Consigne A. Réécrivez plus brièvement, s'il vous plaît, le paragraphe de l'extrait sur le problème moral qui commence par « Le fait qu'il existe un avortement direct », en conservant ses faits principaux.
Consigne B. Poursuivez l'extrait sur le problème moral à partir de sa dernière phrase.

Extrait.
####################
3 - Le problème moral

Il comporte plusieurs aspects :

  1. Il s'agissait d'une requête d'un avortement thérapeutique, qui n'est pas un avortement direct au sens de la doctrine catholique. Etait-ce alors un avortement permis par la loi de l'Eglise ?
    Le fait qu'il existe un avortement direct interdit par la doctrine de l'Eglise ne valide pas le fait qu'il existerait une permission pour un avortement indirect. Or, l'avortement thérapeutique est pratiquée quand la poursuite de la grossesse fait courir un risque à la vie de la mère, certains allant jusqu'à la simple santé de la mère. Dans ce cas, l'élimination de l'embryon ou du foetus serait presque toujours un avortement direct parce que le seul geste "thérapeutique" est celui d'avortement.
    Selon toutes vraissemblances, l'avortement admissible est celui qui est provoqué de manière inattendue par le traitement thérapeutique appliqué à la mère.
    Une zone d'ombre existe lorsque les circonstances rendent évidentes que l'application du traitement thérapeutique de la mère produira la mort de l'embryon ou du foetus.
    Mais on note que l'expression de la doctrine catholique, hors le cas de l'avortement direct, est suffisamment faible pour que des institutions catholiques puissent informer de la licéité catholique de l'avortement thérapeutique. Cette information est fausse.
####################
Entrées enregistrées du jeu de données:
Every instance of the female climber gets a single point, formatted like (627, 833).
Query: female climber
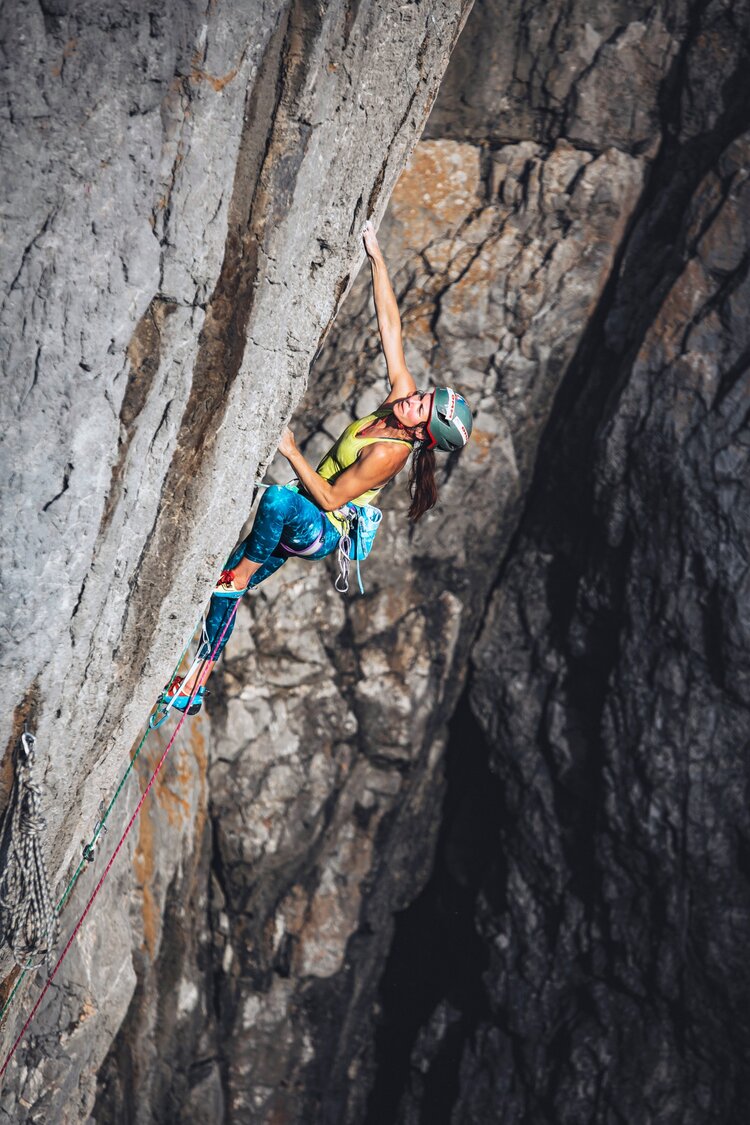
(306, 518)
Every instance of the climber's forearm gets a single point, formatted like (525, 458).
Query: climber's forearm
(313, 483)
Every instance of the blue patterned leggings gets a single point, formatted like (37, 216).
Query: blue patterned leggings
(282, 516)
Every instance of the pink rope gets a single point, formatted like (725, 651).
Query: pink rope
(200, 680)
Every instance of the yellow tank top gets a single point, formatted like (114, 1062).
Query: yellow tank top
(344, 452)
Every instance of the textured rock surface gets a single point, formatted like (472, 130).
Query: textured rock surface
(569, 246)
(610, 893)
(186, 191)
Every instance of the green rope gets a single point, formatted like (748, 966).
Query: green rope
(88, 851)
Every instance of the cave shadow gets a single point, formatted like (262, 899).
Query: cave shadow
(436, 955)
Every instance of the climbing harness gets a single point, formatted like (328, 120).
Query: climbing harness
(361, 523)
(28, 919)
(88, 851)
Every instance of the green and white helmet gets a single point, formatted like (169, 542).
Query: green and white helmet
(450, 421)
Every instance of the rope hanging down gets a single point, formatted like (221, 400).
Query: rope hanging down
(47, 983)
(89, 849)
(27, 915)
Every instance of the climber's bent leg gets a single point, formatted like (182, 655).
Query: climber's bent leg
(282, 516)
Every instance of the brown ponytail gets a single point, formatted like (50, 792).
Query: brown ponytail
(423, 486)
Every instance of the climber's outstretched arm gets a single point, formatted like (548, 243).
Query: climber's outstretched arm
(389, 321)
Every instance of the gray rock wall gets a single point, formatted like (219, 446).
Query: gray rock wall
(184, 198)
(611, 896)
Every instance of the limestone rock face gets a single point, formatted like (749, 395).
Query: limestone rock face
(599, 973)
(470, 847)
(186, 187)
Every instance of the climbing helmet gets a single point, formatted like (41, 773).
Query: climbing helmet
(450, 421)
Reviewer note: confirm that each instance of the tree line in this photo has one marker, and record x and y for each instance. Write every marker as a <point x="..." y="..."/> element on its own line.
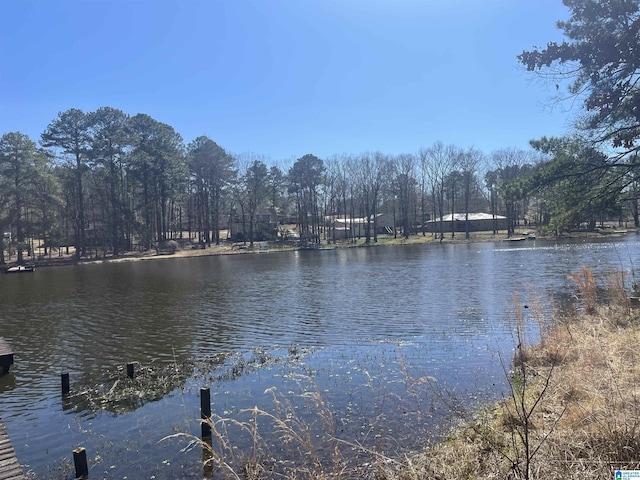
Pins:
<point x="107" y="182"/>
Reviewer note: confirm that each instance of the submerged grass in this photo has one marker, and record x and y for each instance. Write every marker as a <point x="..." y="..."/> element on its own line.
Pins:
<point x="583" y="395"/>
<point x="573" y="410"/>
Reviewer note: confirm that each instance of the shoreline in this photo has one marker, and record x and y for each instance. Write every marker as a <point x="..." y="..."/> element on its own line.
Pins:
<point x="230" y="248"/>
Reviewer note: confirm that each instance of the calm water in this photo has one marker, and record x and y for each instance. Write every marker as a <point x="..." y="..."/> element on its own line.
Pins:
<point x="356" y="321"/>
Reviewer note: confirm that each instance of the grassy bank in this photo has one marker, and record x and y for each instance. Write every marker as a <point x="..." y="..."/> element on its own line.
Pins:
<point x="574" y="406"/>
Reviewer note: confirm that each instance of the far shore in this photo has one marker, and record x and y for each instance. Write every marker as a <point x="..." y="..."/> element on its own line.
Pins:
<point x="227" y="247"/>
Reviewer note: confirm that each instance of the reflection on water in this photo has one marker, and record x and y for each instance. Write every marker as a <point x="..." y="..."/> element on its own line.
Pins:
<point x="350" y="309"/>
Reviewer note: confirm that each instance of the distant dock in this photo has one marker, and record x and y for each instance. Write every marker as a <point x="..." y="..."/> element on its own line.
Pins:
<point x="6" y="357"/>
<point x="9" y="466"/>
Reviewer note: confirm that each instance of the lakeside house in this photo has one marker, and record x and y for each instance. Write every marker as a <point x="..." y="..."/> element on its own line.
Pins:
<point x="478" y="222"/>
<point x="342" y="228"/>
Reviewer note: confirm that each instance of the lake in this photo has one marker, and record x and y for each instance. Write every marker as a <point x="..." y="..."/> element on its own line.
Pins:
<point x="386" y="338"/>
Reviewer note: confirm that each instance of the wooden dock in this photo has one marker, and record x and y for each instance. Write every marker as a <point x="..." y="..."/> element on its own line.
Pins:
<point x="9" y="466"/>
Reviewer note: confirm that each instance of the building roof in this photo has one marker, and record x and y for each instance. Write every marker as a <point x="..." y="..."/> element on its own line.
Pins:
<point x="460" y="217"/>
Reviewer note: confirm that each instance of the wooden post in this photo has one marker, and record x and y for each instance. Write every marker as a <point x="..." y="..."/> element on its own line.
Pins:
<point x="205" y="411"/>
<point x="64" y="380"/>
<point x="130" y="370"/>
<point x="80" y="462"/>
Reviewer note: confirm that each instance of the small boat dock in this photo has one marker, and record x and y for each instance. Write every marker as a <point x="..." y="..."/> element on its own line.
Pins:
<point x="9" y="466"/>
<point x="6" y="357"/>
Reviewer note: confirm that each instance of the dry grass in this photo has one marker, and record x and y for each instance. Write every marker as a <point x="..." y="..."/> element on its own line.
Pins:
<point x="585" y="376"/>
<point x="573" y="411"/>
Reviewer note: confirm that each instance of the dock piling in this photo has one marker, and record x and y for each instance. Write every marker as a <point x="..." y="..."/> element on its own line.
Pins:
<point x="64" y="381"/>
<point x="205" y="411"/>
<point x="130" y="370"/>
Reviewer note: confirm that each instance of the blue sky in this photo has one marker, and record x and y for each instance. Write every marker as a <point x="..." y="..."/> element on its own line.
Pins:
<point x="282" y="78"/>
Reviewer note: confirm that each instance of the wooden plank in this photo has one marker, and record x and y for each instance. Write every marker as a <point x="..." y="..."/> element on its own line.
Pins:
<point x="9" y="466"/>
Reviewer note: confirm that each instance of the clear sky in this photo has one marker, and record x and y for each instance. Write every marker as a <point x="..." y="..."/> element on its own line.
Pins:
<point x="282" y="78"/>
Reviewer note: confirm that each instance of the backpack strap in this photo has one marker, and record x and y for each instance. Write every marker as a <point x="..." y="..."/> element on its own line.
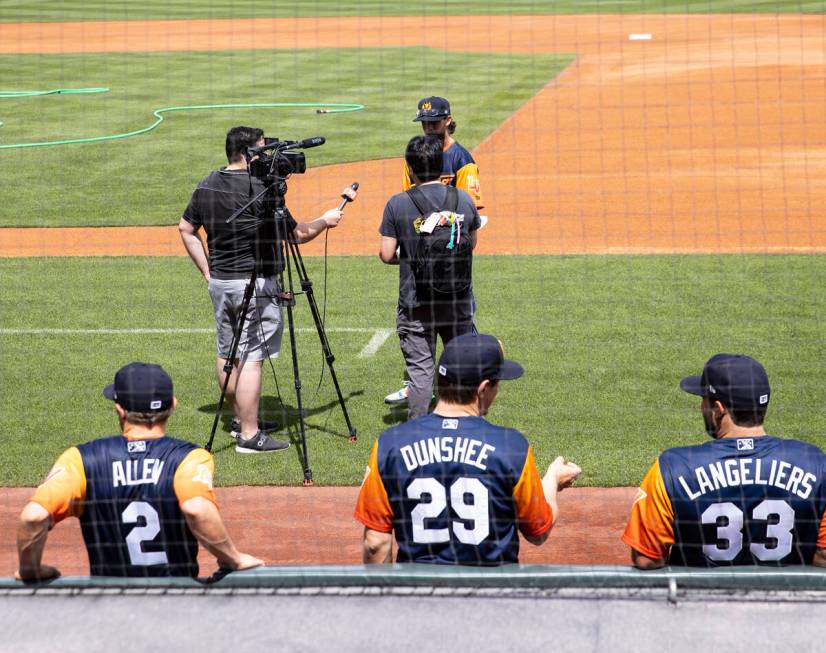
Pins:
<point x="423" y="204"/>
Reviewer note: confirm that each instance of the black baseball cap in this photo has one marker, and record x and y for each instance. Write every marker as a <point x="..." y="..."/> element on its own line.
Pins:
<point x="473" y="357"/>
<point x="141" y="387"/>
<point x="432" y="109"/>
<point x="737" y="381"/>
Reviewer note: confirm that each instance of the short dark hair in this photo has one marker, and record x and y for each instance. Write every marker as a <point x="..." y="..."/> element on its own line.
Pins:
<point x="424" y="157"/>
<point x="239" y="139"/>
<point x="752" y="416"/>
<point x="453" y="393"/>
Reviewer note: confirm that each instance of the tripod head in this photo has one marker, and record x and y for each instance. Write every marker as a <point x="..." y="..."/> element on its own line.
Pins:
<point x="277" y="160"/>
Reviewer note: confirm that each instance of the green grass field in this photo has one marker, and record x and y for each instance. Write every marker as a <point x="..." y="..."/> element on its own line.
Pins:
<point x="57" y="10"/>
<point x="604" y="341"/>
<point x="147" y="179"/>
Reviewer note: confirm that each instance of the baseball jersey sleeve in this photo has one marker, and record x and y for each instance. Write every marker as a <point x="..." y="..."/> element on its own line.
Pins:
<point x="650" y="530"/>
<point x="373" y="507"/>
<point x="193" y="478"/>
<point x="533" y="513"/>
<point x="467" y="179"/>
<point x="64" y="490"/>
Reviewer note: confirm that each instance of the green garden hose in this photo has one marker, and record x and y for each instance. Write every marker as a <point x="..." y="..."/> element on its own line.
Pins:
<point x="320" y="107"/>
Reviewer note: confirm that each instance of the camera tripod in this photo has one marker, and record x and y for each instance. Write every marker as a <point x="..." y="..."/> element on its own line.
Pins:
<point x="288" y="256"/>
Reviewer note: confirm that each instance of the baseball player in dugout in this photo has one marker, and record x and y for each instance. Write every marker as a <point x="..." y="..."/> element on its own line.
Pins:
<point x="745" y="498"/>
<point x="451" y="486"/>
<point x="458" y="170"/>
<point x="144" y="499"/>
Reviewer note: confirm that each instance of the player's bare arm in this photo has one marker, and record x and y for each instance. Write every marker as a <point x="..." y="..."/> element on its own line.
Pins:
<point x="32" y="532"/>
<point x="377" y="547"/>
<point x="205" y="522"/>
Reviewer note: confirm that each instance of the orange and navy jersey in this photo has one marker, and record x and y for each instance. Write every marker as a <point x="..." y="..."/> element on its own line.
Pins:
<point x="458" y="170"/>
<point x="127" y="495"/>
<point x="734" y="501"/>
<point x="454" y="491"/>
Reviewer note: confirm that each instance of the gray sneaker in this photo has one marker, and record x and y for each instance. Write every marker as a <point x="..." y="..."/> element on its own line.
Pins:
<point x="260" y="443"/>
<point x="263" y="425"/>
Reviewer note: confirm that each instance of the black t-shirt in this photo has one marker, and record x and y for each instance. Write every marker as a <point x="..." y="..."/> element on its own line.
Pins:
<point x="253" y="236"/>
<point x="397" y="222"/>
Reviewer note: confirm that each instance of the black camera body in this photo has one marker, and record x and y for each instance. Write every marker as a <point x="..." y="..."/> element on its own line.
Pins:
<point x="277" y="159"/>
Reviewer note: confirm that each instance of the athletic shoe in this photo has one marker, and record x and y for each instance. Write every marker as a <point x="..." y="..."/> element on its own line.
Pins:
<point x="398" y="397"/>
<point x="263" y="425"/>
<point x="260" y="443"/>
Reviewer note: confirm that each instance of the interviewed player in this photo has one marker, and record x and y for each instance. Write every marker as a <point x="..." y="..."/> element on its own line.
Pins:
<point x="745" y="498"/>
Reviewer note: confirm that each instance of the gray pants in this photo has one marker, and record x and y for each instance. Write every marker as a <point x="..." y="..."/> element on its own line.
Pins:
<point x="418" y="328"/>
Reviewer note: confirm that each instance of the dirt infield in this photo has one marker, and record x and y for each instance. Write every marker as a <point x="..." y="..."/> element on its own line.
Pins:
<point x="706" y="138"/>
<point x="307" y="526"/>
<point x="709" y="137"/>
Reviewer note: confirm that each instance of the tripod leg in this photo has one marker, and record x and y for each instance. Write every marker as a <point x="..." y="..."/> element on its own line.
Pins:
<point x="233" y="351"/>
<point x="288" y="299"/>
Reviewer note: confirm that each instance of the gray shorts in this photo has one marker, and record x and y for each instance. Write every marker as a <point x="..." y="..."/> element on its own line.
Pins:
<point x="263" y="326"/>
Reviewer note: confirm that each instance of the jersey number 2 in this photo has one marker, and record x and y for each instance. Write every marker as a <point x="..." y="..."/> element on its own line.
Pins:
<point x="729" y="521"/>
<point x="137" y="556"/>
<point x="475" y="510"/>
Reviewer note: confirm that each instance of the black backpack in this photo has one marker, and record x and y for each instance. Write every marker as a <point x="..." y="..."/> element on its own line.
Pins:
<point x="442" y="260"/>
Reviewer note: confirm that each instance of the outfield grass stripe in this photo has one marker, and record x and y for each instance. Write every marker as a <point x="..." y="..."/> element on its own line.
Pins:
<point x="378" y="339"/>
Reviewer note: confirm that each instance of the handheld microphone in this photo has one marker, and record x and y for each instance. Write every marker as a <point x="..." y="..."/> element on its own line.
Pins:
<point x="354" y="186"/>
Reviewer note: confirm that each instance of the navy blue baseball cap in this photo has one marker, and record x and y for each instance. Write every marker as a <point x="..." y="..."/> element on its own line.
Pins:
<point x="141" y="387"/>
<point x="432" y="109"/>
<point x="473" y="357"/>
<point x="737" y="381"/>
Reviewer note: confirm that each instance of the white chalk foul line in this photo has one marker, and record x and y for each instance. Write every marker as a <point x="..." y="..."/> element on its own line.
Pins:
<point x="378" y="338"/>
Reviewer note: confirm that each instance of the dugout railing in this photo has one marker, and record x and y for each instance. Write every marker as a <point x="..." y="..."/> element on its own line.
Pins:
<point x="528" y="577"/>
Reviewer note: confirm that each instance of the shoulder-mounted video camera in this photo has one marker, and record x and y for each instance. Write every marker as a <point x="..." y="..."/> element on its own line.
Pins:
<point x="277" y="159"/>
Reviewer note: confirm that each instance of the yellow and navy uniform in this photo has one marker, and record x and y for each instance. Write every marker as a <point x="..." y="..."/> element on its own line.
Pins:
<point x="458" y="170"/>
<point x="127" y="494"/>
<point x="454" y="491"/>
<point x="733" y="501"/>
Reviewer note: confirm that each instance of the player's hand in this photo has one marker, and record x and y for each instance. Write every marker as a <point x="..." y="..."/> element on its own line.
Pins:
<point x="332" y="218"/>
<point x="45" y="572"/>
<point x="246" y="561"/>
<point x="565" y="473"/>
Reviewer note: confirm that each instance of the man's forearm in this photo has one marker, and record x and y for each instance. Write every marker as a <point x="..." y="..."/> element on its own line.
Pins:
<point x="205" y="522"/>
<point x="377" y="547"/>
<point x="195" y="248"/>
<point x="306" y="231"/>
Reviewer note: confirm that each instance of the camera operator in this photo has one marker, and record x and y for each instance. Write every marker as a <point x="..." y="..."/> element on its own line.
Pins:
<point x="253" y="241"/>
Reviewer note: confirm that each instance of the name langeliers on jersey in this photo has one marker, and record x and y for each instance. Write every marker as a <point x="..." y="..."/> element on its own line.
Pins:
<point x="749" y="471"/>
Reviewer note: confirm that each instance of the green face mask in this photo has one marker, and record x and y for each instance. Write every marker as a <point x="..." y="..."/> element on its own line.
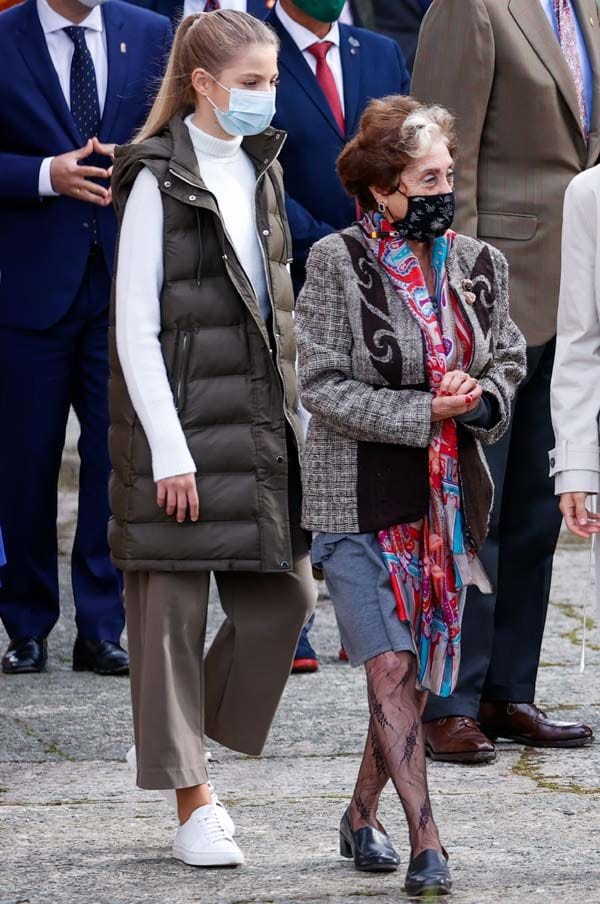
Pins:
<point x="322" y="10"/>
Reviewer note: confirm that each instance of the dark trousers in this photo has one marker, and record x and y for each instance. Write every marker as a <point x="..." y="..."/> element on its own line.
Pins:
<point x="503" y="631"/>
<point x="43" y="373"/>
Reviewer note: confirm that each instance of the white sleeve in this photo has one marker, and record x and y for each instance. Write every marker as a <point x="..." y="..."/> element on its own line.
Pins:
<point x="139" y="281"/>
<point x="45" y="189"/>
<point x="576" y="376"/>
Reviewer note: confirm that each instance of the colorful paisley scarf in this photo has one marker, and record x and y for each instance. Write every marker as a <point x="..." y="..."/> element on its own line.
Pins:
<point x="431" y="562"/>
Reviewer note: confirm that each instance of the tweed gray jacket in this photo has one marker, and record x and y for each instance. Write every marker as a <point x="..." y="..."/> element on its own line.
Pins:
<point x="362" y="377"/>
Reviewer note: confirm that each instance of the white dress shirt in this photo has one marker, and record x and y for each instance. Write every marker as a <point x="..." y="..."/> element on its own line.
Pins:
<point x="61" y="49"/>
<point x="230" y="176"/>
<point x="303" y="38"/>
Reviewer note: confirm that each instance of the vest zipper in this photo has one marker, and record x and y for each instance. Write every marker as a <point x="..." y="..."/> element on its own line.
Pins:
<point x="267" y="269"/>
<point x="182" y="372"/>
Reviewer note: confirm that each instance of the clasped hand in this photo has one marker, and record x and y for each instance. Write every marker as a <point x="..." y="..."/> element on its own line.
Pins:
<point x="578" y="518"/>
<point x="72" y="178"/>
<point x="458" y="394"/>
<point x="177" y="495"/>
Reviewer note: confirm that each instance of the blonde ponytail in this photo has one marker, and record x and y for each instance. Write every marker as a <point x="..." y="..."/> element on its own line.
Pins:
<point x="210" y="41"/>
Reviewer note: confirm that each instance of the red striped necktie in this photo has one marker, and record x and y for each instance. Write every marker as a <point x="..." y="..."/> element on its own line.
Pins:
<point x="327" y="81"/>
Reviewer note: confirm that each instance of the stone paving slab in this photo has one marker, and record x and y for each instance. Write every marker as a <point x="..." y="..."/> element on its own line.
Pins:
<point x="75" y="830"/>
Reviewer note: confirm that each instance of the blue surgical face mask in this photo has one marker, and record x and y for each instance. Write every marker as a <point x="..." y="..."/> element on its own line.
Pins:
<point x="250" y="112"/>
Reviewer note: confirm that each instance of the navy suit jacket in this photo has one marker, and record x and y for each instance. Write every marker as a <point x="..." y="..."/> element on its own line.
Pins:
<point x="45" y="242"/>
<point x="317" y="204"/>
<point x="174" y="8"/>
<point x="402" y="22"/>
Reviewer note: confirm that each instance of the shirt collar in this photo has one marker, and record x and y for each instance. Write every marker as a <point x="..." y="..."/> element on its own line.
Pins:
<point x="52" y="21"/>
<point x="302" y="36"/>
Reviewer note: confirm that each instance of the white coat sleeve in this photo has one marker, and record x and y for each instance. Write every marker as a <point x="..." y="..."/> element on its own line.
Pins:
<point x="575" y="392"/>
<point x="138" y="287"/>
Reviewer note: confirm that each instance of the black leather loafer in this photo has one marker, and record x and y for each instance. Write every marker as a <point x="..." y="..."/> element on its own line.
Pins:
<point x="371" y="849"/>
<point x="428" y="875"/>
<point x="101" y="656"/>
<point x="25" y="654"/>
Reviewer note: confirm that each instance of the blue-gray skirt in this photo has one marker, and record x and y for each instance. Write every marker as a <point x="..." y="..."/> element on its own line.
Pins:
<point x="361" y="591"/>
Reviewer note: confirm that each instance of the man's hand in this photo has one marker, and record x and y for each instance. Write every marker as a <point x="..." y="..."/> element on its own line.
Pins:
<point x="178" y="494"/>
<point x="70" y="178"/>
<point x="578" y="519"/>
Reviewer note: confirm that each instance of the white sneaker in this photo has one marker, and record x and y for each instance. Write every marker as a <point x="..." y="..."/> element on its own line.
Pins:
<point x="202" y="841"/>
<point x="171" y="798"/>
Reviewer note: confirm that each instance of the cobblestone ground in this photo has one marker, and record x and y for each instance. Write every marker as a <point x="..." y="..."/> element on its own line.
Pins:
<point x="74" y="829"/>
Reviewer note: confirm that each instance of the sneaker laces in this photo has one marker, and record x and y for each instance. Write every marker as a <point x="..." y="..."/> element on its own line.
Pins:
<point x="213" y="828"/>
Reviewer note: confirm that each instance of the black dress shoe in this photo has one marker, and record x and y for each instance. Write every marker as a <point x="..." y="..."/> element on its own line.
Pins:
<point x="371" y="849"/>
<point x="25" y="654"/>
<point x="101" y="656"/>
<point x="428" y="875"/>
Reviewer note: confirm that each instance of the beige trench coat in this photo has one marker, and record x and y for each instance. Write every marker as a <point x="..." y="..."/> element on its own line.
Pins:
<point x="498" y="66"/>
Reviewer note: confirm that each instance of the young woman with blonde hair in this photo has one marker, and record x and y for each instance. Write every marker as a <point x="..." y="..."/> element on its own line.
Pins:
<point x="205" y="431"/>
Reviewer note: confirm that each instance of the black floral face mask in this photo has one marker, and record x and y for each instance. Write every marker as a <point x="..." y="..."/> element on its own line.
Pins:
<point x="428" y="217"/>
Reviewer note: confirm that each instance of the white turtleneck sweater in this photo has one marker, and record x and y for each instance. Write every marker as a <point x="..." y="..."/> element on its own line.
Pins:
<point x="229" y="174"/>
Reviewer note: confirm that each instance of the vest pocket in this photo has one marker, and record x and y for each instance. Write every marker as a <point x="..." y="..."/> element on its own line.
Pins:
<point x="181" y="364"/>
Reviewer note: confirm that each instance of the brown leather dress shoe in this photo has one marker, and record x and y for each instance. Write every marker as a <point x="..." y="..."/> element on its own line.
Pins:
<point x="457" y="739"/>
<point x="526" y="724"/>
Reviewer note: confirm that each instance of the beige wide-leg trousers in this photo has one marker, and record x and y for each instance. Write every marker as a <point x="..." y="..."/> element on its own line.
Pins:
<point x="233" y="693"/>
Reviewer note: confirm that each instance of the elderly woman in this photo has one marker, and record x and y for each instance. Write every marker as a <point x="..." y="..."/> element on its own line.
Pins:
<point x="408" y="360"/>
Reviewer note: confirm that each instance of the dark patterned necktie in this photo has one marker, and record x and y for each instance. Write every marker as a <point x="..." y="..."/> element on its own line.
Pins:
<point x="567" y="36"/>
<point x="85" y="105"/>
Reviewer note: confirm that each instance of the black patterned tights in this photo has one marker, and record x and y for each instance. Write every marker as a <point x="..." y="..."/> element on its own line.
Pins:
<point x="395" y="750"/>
####################
Production attendue A. Qu'un avortement direct soit interdit par la doctrine de l'Église n'implique pas qu'un avortement indirect soit permis. L'avortement thérapeutique se pratique quand la poursuite de la grossesse menace la vie de la mère, voire, pour certains, sa simple santé. L'élimination de l'embryon ou du fœtus y serait alors presque toujours un avortement direct, puisque le seul geste « thérapeutique » est l'avortement lui-même.

Production attendue B.
  2. La mère n'était ni une irlandaise, ni une catholique. Etait-elle libre tant de la loi irlandaise que de celle de l'Eglise ?
    La question est plus difficile qu'il n'y paraît. La loi civile porte bien entendu sur les sujets de cette loi civile. Les citoyens irlandais sont donc soumis à la loi irlandaise qui prohibe l'avortement thérapeutique. Il en résulte que, même si la patiente n'était pas sujet de la loi irlandaise, les médecins n'étaient pas autorisés par la loi à exécuter un avortement thérapeutique malgré sa demande.
    Quant à la loi de l'Eglise, il semble qu'en matière de morale, elle se fonde sur le concept de loi naturelle qui ne s'impose pas qu'aux catholiques dans la logique ecclésiastique. La prohibition de l'avortement thérapeutique est de droit naturel, même si elle est violée par des individus qui ne sont pas catholiques.
  3. Existe-t-il une priorité de droit à la vie entre la mère et l'enfant ?
    C'est en fait le fondement même de la licéité de l'avortement thérapeutique. Si on admet que la vie de la mère vaut plus que celle de l'enfant, parce qu'il faut entre les deux trancher cette priorité, alors il faut appliquer à la femme aussi bien un traitement adapté qui indirectement tuera son enfant, qu'un avortement immédiat qui supprimera simplement un être dont la droit à la vie est inférieur.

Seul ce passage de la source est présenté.